> **Text excerpt**:
====
It’s only September, but I am already seeing signs of ghosts and goblins in stores. Halloween, a yearly celebration of folklore and frivolity is surely on its way with witches and cauldrons always part of the featured characters who lurk about on the night of tricks and treats. We humans have an attraction to stories of wicked women with gnarled faces who cast spells. Such stories have been around for centuries and remain the grist of fears and sometimes even injustice.
Shakespeare alluded to the power of witches in Macbeth when a group hovering menacingly over a fire predicted the hero’s ultimate fate in words filled with irony and intrigue. These creatures set the ominous stage for murder and mayhem. Without them the play would have been just another story about the lure of power.
These days we mostly laugh at the idea of witches able to foresee the future or cast dastardly spells on their enemies. Witches are an almost comic representation of our human foibles, but that was not the case in Salem, Massachusetts in a time when science was unable to explain strange happenings. With religious fervor and a lack of understanding a kind of group hysteria ruled the day, resulting in trials and sentences that were sometimes deadly.
From 1692 to 1693, over 200 individuals were accused of witchcraft and prosecuted for their so called crimes. Nineteen of those people were sentenced to death and hung. The unfortunate series of events began when a group of girls began exhibiting strange fits that included convulsions and fainting. They claimed to have been taken over by the devil and named several people as witches who had cast spells on them. This lead to many months of hysteria and overly dramatic trials.
What had once been a quiet seaport and farming town became infamous for the tragedy that the false accusations created. The lurid reputation of the era has become a kind model of the devastating consequences of embracing superstitions. Nonetheless it would be naive to believe that mythical thinking no longer exists. History has demonstrated again and again that, especially in difficult times, people are willing to suspend rational thinking and accept almost magical explanations for what is happening around them.
It might be argued that the people of post World War I Germany fell for the lies that much of their misery had been cause by their Jewish neighbors because they were grasping for explanations for the hunger and want that they were experiencing. Hitler used their fears, anxieties and already developed prejudices to convince them that ridding themselves of certain people was actually justified. It’s the same age old trope that allowed slavery or turned ordinary people into witches.
During the 1950s Senator Joseph McCarthy created boogeymen out of writers, actors and ordinary people in response to the cold war with the Soviet Union. Much as with the Salem witch trials he began hearings claiming that we were overrun with Communists intent on killing our democracy. Many of the people named in the hearings lost their jobs and became pariahs when in fact they had done nothing wrong. It was indeed a witch hunt of a different kind.
Today we have so many bizarre stories about Covid-19 and the scientists and healthcare community attempting to help us that doctors are being threatened with death and hospitals have had to hire extra security. The stories of tracking devices in the vaccines and made up mortality statistics abound. The anti-science fervor has gone from simply not accepting the precautions and treatments to accusations that scientists and doctors are purposely putting citizens in harm’s way.
We have groups who falsely believe that the presidential election was fraudulent, that teachers are grooming students for devious purposes, and that a deep state of politicians are trafficking children. The hysteria surrounding such beliefs is the same as those that the colonists of Salem felt back in the fifteenth century. We humans are still easily manipulated into accepting fantastical theories over the simple truth.
One of my all time favorite college classes was called “Folklore.” I learned that just as there were people of old who actually believed that King Arthur existed, in modern times we want so badly to know that Elvis is still alive that there are sightings of him all over the world. We share stories that John Kennedy did not die but instead lived out his days on a Greek island. More recently a crowd gathered in Dallas in anticipation that John Kennedy, Jr. was going to return to tell us truths that we needed to hear.
Sometimes it’s easier to believe fantastic stories than face the truth. You would think we might have learned from the tragedy of Salem and other superstitious times, but it seems that we still have a long way to go. The myths and legends may seem silly or even funny until they hurt someone. If it sounds too fantastical, it most likely is and that should give us pause to check for the facts. Nobody should ever be harmed by lies.
====
> **Recorded data**:
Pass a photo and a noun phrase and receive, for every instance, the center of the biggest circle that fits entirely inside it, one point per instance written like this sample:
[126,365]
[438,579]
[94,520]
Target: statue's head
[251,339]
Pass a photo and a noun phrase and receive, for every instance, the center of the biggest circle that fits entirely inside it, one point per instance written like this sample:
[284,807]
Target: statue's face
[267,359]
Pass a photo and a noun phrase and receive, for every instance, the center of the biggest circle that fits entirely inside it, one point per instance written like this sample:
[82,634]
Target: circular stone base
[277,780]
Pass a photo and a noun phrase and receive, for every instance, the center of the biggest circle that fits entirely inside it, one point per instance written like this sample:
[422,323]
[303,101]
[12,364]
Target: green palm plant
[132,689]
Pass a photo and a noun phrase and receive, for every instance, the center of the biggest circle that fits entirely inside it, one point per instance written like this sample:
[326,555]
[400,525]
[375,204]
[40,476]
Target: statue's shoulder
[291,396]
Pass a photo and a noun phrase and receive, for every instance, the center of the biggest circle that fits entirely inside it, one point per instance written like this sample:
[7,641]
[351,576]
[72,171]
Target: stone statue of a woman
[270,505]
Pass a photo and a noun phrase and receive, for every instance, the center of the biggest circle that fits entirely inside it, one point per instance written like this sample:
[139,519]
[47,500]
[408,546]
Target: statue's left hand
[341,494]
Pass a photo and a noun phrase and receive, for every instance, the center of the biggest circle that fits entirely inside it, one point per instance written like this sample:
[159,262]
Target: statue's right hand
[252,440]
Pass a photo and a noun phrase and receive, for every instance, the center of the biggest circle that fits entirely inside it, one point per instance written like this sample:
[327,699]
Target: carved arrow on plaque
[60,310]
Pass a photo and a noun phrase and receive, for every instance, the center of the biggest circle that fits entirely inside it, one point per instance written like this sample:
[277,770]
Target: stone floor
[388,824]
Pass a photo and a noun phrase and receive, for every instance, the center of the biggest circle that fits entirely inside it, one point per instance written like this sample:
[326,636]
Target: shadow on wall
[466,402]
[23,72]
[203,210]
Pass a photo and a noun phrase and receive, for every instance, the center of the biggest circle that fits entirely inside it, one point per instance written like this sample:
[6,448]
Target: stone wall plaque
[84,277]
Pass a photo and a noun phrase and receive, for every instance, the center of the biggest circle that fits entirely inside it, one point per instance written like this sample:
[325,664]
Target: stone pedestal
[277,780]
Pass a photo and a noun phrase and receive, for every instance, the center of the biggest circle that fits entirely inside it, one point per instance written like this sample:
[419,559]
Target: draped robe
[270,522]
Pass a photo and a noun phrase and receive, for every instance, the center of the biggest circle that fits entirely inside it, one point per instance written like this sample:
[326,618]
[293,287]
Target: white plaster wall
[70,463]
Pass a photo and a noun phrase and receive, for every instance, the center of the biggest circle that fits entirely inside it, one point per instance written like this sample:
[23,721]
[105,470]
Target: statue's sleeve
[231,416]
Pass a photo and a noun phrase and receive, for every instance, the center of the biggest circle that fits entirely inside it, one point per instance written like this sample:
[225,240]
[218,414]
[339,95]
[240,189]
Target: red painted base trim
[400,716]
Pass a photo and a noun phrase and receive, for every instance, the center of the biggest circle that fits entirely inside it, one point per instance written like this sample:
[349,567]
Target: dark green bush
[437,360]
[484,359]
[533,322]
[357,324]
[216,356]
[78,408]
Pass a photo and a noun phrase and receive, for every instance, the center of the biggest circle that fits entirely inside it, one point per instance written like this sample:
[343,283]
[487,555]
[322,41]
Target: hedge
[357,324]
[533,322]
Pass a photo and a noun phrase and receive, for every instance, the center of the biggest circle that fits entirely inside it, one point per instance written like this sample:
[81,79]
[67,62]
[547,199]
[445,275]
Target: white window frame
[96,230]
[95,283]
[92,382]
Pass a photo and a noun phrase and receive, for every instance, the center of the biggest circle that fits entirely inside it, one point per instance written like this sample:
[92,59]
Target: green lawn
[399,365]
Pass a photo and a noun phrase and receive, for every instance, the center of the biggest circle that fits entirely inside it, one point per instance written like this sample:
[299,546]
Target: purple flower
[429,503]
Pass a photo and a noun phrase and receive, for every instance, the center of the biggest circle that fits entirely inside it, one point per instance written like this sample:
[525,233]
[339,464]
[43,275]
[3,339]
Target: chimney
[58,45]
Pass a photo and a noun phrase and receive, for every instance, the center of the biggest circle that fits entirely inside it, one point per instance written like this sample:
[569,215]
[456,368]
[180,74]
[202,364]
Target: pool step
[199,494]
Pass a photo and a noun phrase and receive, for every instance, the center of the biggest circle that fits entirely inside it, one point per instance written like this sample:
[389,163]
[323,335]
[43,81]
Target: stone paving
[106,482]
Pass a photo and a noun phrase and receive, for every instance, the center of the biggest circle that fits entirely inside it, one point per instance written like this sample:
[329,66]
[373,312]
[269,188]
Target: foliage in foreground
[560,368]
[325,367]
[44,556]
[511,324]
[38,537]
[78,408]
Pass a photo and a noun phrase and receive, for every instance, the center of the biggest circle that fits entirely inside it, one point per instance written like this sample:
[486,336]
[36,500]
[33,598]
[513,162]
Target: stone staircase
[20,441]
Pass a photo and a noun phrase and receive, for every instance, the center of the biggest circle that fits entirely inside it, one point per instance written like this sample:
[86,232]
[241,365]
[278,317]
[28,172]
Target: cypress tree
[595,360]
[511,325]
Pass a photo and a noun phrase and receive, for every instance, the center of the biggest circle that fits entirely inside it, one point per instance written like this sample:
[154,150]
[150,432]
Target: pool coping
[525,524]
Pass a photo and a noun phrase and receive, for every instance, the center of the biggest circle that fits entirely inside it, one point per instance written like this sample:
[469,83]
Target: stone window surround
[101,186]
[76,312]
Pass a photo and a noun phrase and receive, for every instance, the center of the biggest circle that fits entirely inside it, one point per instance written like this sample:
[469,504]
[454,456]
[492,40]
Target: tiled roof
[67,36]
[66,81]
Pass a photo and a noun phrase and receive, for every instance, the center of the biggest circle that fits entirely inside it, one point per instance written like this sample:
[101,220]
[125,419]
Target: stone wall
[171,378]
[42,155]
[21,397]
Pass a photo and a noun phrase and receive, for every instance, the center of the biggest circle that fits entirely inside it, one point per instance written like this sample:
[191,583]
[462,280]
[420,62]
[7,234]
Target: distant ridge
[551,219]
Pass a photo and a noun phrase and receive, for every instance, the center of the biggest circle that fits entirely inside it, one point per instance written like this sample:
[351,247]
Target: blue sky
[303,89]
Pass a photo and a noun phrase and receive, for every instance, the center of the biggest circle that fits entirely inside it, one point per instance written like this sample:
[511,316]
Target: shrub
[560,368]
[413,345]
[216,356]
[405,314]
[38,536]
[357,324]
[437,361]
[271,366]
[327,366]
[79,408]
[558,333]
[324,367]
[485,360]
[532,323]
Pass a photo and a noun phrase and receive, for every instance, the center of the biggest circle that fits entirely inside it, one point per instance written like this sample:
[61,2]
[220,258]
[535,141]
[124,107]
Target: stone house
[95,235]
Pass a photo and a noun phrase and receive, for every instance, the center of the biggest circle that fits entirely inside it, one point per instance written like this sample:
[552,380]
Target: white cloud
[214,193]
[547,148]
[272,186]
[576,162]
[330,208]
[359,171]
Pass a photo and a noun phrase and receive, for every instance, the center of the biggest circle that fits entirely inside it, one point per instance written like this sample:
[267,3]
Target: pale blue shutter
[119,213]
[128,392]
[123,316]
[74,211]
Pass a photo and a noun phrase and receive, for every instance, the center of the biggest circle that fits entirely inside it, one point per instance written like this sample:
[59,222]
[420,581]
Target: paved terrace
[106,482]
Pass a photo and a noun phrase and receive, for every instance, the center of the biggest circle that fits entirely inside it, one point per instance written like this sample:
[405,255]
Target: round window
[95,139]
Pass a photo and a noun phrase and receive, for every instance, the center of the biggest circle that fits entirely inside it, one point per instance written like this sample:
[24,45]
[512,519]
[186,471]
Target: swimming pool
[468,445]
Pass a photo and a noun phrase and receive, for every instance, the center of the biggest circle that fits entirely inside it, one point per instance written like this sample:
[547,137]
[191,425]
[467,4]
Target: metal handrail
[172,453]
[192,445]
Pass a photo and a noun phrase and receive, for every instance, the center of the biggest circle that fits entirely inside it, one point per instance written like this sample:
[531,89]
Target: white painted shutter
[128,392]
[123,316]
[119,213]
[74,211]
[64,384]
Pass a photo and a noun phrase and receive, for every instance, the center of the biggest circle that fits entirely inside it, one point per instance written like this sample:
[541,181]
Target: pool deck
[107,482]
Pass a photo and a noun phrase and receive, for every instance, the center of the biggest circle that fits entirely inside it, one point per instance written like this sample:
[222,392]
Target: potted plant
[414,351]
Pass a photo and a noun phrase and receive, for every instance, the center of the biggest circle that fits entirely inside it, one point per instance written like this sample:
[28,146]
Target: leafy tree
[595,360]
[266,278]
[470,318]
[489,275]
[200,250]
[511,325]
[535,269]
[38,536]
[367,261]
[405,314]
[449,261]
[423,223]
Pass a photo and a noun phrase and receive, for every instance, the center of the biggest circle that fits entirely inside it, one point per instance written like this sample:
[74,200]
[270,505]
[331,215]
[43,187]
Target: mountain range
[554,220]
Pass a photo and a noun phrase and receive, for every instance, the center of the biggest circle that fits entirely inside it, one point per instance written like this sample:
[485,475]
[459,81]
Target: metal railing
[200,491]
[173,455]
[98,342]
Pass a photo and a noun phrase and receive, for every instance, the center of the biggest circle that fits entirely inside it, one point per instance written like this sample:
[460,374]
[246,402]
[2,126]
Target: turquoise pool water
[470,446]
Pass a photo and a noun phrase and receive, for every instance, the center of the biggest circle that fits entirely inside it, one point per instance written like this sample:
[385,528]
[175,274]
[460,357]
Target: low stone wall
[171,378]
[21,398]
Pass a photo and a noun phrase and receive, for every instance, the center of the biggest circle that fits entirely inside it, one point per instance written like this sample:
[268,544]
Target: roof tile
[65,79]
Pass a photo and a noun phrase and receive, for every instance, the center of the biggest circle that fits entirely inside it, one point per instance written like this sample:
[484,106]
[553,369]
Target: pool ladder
====
> **To do**: In the essay on witch hunts, does each statement agree with the text? Answer yes or no for each, quoting the deciding words: (a) Over 200 people were accused of witchcraft from 1692 to 1693. (b) The Salem events started when a group of boys began having strange fits. (c) Senator Joseph McCarthy held his hearings during the 1940s.

> **Task output**:
(a) Yes: "From 1692 to 1693, over 200 individuals were accused of witchcraft and prosecuted for their so called crimes."
(b) No: "The unfortunate series of events began when a group of girls began exhibiting strange fits that included convulsions and fainting."
(c) No: "During the 1950s Senator Joseph McCarthy created boogeymen out of writers, actors and ordinary people in response to the cold war with the Soviet Union."